DIRECTIONS: Given the records that follow, return each one verbatim.

DATA IN THIS EXERCISE:
******************************

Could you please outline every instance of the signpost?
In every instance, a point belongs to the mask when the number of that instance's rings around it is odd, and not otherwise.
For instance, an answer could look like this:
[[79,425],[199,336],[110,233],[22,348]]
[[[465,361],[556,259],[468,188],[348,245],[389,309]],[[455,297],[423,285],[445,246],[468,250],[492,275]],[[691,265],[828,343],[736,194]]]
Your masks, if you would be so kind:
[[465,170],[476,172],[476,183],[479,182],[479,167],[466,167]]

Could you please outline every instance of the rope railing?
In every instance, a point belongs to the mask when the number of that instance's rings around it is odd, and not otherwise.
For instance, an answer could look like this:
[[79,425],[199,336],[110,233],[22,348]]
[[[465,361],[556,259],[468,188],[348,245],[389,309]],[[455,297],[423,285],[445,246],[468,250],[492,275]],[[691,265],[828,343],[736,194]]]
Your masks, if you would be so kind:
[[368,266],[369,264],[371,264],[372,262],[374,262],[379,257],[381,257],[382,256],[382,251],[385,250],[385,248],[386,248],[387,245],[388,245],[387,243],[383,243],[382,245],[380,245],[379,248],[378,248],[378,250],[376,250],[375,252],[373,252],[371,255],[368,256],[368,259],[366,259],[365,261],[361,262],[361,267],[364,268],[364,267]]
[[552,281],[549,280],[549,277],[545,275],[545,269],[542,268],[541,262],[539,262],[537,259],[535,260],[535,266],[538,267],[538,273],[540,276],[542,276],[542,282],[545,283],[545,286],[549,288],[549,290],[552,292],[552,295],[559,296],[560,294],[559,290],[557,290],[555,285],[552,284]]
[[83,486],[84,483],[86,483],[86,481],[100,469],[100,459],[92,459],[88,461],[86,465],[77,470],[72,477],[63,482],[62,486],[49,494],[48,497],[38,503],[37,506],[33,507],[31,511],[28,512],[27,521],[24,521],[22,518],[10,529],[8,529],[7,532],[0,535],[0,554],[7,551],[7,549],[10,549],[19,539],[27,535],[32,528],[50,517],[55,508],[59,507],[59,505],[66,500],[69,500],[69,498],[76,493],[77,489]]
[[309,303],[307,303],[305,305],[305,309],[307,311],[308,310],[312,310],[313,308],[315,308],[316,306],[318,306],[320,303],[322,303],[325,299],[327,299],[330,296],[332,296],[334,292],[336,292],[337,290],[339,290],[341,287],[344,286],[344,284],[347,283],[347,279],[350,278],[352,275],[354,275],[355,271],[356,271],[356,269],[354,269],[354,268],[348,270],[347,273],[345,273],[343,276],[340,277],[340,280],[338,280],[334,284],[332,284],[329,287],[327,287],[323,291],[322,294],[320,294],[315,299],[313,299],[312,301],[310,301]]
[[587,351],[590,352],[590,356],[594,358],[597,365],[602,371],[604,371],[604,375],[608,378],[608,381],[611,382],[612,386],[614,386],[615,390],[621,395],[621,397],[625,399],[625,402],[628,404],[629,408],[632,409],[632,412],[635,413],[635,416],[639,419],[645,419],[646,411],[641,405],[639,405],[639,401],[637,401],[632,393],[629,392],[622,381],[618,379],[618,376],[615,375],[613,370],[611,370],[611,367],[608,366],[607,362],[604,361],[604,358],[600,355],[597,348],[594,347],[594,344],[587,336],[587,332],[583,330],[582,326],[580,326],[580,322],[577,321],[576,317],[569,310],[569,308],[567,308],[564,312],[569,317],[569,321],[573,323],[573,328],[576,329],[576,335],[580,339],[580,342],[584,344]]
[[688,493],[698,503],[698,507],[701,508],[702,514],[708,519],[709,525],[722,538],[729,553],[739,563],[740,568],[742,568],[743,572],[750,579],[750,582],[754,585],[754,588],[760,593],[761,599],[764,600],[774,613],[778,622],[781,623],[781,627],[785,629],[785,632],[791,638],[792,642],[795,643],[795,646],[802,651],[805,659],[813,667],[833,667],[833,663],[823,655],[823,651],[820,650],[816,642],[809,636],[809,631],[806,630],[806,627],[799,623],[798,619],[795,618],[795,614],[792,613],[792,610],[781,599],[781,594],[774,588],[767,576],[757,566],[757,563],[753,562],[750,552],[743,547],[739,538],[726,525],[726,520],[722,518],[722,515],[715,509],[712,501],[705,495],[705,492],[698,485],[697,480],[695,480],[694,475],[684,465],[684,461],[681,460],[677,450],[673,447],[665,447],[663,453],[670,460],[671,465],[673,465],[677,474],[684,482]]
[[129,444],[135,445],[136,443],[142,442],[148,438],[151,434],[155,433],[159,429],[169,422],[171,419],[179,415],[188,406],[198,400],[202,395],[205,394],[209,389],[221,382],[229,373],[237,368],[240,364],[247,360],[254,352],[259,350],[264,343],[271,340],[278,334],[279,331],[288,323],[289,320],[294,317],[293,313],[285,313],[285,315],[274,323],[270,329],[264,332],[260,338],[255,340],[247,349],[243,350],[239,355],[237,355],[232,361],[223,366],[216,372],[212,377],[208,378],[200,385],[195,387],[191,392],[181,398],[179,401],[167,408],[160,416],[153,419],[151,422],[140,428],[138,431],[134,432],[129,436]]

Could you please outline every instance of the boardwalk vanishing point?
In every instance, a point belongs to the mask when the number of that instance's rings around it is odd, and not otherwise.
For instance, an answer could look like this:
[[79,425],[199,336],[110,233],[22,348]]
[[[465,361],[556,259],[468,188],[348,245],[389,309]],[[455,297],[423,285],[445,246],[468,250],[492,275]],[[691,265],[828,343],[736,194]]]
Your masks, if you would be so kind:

******************************

ANSWER BELOW:
Could you please outline every instance of the signpost?
In every instance, a point belongs to the mask when the number of that instance's rings around it is odd, and not otherwise.
For instance, an answer could look like this:
[[79,425],[199,336],[110,233],[22,348]]
[[[465,361],[556,259],[468,188],[348,245],[389,309]],[[455,297],[423,285],[445,246],[468,250],[492,275]],[[691,265],[828,343],[736,194]]]
Your masks, if you would be so kind:
[[465,170],[476,172],[476,183],[479,182],[479,167],[466,167]]

Could you please outline every instance of the rope railing?
In every instance, a point belongs to the mask when the number of that instance's rings around it is odd, and not otherwise.
For instance, an answer could look like this:
[[79,425],[199,336],[110,233],[22,348]]
[[[465,361],[556,259],[468,188],[348,245],[389,309]],[[455,297],[423,285],[445,246],[468,250],[492,275]],[[691,265],[828,343],[736,194]]]
Your masks, if you would be so kind:
[[368,266],[369,264],[371,264],[372,262],[374,262],[379,257],[381,257],[382,256],[382,251],[385,250],[385,248],[386,248],[387,245],[388,245],[387,243],[383,243],[382,245],[380,245],[379,248],[378,248],[378,250],[376,250],[375,252],[373,252],[371,255],[368,256],[368,259],[366,259],[365,261],[361,262],[361,267],[364,268],[364,267]]
[[552,281],[549,280],[549,277],[545,275],[545,269],[542,268],[541,262],[539,262],[537,259],[535,260],[535,266],[538,267],[538,273],[540,276],[542,276],[542,282],[545,283],[545,286],[549,288],[549,290],[552,292],[552,295],[559,296],[560,294],[559,290],[557,290],[555,285],[552,284]]
[[83,486],[84,483],[86,483],[86,481],[100,469],[100,459],[92,459],[88,461],[86,465],[77,470],[72,477],[63,482],[62,486],[49,494],[48,497],[38,503],[37,506],[33,507],[31,511],[28,512],[27,521],[24,521],[22,518],[10,529],[8,529],[7,532],[0,535],[0,554],[7,551],[7,549],[10,549],[19,539],[27,535],[32,528],[50,517],[55,508],[59,507],[59,505],[66,500],[69,500],[69,498],[76,493],[77,489]]
[[309,303],[307,303],[305,305],[305,309],[307,311],[308,310],[312,310],[313,308],[315,308],[316,306],[318,306],[320,303],[322,303],[325,299],[327,299],[330,296],[332,296],[334,292],[336,292],[337,290],[339,290],[341,287],[344,286],[344,284],[347,283],[347,279],[350,278],[352,275],[354,275],[355,271],[356,271],[356,269],[354,269],[354,268],[348,270],[347,273],[345,273],[343,276],[340,277],[340,280],[338,280],[334,284],[332,284],[329,287],[327,287],[323,291],[322,294],[320,294],[315,299],[313,299],[312,301],[310,301]]
[[587,351],[590,352],[590,356],[594,358],[597,365],[602,371],[604,371],[604,375],[608,378],[608,381],[611,382],[612,386],[614,386],[615,390],[621,395],[621,397],[625,399],[625,402],[628,404],[629,408],[632,409],[632,412],[635,413],[635,416],[639,419],[645,419],[646,411],[641,405],[639,405],[639,401],[637,401],[632,393],[629,392],[622,381],[618,379],[618,376],[615,375],[613,370],[611,370],[611,367],[608,366],[607,362],[604,361],[604,358],[600,355],[597,348],[594,347],[594,344],[587,336],[587,332],[583,330],[582,326],[580,326],[580,322],[577,321],[576,317],[569,310],[569,308],[567,308],[564,312],[569,317],[569,321],[573,323],[573,328],[576,329],[576,335],[580,339],[580,342],[584,344]]
[[688,493],[698,503],[698,507],[701,508],[702,514],[708,519],[709,525],[722,538],[729,553],[739,563],[740,568],[742,568],[743,572],[750,579],[750,582],[754,585],[754,588],[760,593],[761,599],[764,600],[774,613],[778,622],[781,623],[781,627],[785,629],[785,632],[791,638],[792,642],[795,643],[795,646],[802,651],[805,659],[813,667],[833,667],[833,663],[823,655],[823,651],[820,650],[816,642],[809,636],[809,631],[806,630],[806,627],[799,623],[798,619],[795,618],[795,614],[792,613],[792,610],[781,599],[781,594],[774,588],[767,576],[757,566],[757,563],[753,562],[750,552],[743,547],[739,538],[726,525],[726,520],[722,518],[722,515],[715,509],[712,501],[705,495],[705,492],[698,485],[697,480],[695,480],[694,475],[684,465],[684,461],[681,460],[677,450],[673,447],[665,447],[663,453],[670,460],[671,465],[673,465],[677,474],[684,482]]
[[129,444],[135,445],[136,443],[142,442],[148,438],[151,434],[155,433],[159,429],[169,422],[171,419],[179,415],[188,406],[198,400],[202,395],[205,394],[209,389],[221,382],[229,373],[237,368],[240,364],[247,360],[254,352],[259,350],[264,343],[271,340],[278,334],[279,331],[288,323],[289,320],[294,317],[293,313],[285,313],[285,315],[274,323],[270,329],[264,332],[260,338],[255,340],[247,349],[243,350],[239,355],[237,355],[232,361],[223,366],[216,372],[212,377],[208,378],[200,385],[195,387],[191,392],[181,398],[179,401],[167,408],[160,416],[153,419],[151,422],[140,428],[138,431],[134,432],[129,436]]

Could you please outline every instance of the boardwalk vanishing point?
In every instance, a point belongs to the mask when the number of that instance's rings around it is odd, and not otherwise.
For instance, an answer could look like this:
[[79,425],[199,336],[110,233],[22,348]]
[[[465,361],[556,259],[468,188],[348,245],[389,309]],[[455,297],[423,285],[445,246],[468,250],[492,275]],[[691,265],[828,343],[736,194]]]
Your masks, if you would be so kind:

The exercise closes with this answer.